Stories where Americans or people in the media — or mainly people in Washington — just aren't using their heads:

Dash for the Cash

Welcome to bailout nation; we're all socialists now, remember? It started with the banks. Then it went to the car companies and insurance companies. And now, TARP money could be coming to an apartment building near you. Who could possibly sponsor a bill like this? It's your old friend, House Financial Service Committee Chairman Barney Frank, of course.

Frank's "TARP for Main Street Act" could take $2 billion of your tax dollars that we gave to the banks through TARP — and that I'd like back — to create sustainable financing programs for multi-family properties that are in default or foreclosure.

The New York Post reports that some New York City apartments could benefit from this bill. Many developer properties are now underwater and itching for some cash. As one developer who defaulted on a loan last fall put it, "As long as there's a long list of people out there with their caps in their hand, why should everyone else be getting the free run?"

Yes, why should people be getting a free run? A great precedent we have set here in America, isn't it? From the land of opportunity to grab the cash while you can.

America, a side note, I'm sorry to tell you that I just feel that in the next few months — maybe the next six months — the foreclosure rate in this country is going to go through the roof. And I believe the community organizers will start to organize squatters in those houses and apartments all across the country. I think we're headed for some real tough times.
____
> _What you will do_:
- A) In the "Dash for the Cash" passage, how much money could Frank's "TARP for Main Street Act" take?
- B) Write out the "Dash for the Cash" passage word for word, from "Dash for the" up to and including "Frank, of course.".
____
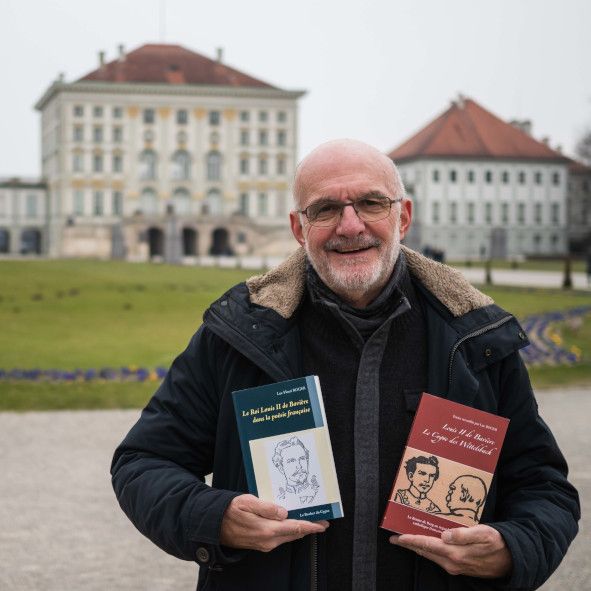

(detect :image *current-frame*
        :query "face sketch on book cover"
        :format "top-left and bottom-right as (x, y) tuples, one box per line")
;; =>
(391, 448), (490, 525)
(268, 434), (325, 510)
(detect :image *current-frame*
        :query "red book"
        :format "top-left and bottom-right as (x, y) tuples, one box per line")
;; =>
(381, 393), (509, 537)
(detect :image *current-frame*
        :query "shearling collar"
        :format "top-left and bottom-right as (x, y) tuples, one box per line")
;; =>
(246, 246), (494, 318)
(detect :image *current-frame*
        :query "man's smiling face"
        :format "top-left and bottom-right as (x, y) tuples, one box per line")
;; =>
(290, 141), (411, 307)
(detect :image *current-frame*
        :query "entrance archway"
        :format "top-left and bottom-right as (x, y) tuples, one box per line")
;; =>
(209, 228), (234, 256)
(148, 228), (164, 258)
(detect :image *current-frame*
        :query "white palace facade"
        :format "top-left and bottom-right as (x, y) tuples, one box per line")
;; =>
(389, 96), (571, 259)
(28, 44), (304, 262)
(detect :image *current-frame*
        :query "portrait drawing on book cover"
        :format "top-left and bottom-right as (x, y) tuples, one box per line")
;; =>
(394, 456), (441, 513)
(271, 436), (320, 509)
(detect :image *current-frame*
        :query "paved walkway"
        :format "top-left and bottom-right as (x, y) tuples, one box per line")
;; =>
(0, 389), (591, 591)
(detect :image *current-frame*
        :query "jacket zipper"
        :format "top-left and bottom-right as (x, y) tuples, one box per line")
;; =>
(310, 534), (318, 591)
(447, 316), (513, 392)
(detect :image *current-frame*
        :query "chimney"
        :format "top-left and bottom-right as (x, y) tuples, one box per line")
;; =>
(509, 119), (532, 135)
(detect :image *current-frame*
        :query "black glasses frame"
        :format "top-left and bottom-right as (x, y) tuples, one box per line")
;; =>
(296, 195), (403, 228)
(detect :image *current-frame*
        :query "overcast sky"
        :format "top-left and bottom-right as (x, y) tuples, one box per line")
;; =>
____
> _Numbered responses_:
- A) $2 billion of tax dollars given to the banks through TARP.

- B)
Dash for the Cash

Welcome to bailout nation; we're all socialists now, remember? It started with the banks. Then it went to the car companies and insurance companies. And now, TARP money could be coming to an apartment building near you. Who could possibly sponsor a bill like this? It's your old friend, House Financial Service Committee Chairman Barney Frank, of course.